** start PROVIDED PASSAGE **

The Post quotes at length an account by one North Korean woman, a defector, of cannibalism:
"We started seeing cannibalism. You probably won't understand.
When one is very hungry, one can go crazy. One woman in my town killed her 7-month-old baby and ate the baby with another woman. ... I can't condemn cannibalism. Not that I wanted to eat human meat, but we were so hungry. It was common that people went to a fresh grave and dug up a body to eat meat. ..."
Another woman was held in a 5-foot-by-5-foot underground cell for 14 months - where, according to The Post - she was regularly tortured, denied sleep, doused with water and forced to kneel naked on ice. Sentenced to death, she was later reprieved and sent to a political prison camp. "Those seven years in prison still haunt me. I have seen so many different ways to kill and torture people. I still see them in my dreams."
She and another woman told of being repeatedly sold in and out of sexual slavery.
Currently, North Korea's highest-ranking defector - Hwang Jang Yop - is on a visit to the United States. Now 80, he defected to South Korea in 1997 after serving as a confidant to Kim Il Sung (North Korea's late leader) and a mentor to his son, Kim Jong Il (who succeeded his father).
Two quotes from Hwang:
(1) "I came here to tell the world about North Korea. By the time I left, more than 1.5 million North Koreans had died of hunger. ... I could not endure it any longer. Kim Jong Il was only preoccupied about holding onto his power. He did not worry about the destruction of our nation."
(2) "North Korean society has turned into a dark world of totalitarianism highlighted by hereditary succession of leadership and feudal patriarchy. The upshot of all this is famine and mass exodus of its people while the regime spends hundreds of millions of dollars to build the mausoleum for Kim Il Sung's dead body."
And so the catalogue goes endlessly on. Yet it remains as stark justification for America's abiding efforts to write "finis."

** end PROVIDED PASSAGE **

## GIVEN PROBLEM
Copy out the passage on North Korean defectors in full, word for word. Work only from the passage on North Korean defectors given above.

** start DATASET SECTION **

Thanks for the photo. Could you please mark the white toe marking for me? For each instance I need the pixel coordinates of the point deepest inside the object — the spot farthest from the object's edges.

** end DATASET SECTION **

## RESPONSE TO THIS TASK
The Post quotes at length an account by one North Korean woman, a defector, of cannibalism:
"We started seeing cannibalism. You probably won't understand.
When one is very hungry, one can go crazy. One woman in my town killed her 7-month-old baby and ate the baby with another woman. ... I can't condemn cannibalism. Not that I wanted to eat human meat, but we were so hungry. It was common that people went to a fresh grave and dug up a body to eat meat. ..."
Another woman was held in a 5-foot-by-5-foot underground cell for 14 months - where, according to The Post - she was regularly tortured, denied sleep, doused with water and forced to kneel naked on ice. Sentenced to death, she was later reprieved and sent to a political prison camp. "Those seven years in prison still haunt me. I have seen so many different ways to kill and torture people. I still see them in my dreams."
She and another woman told of being repeatedly sold in and out of sexual slavery.
Currently, North Korea's highest-ranking defector - Hwang Jang Yop - is on a visit to the United States. Now 80, he defected to South Korea in 1997 after serving as a confidant to Kim Il Sung (North Korea's late leader) and a mentor to his son, Kim Jong Il (who succeeded his father).
Two quotes from Hwang:
(1) "I came here to tell the world about North Korea. By the time I left, more than 1.5 million North Koreans had died of hunger. ... I could not endure it any longer. Kim Jong Il was only preoccupied about holding onto his power. He did not worry about the destruction of our nation."
(2) "North Korean society has turned into a dark world of totalitarianism highlighted by hereditary succession of leadership and feudal patriarchy. The upshot of all this is famine and mass exodus of its people while the regime spends hundreds of millions of dollars to build the mausoleum for Kim Il Sung's dead body."
And so the catalogue goes endlessly on. Yet it remains as stark justification for America's abiding efforts to write "finis."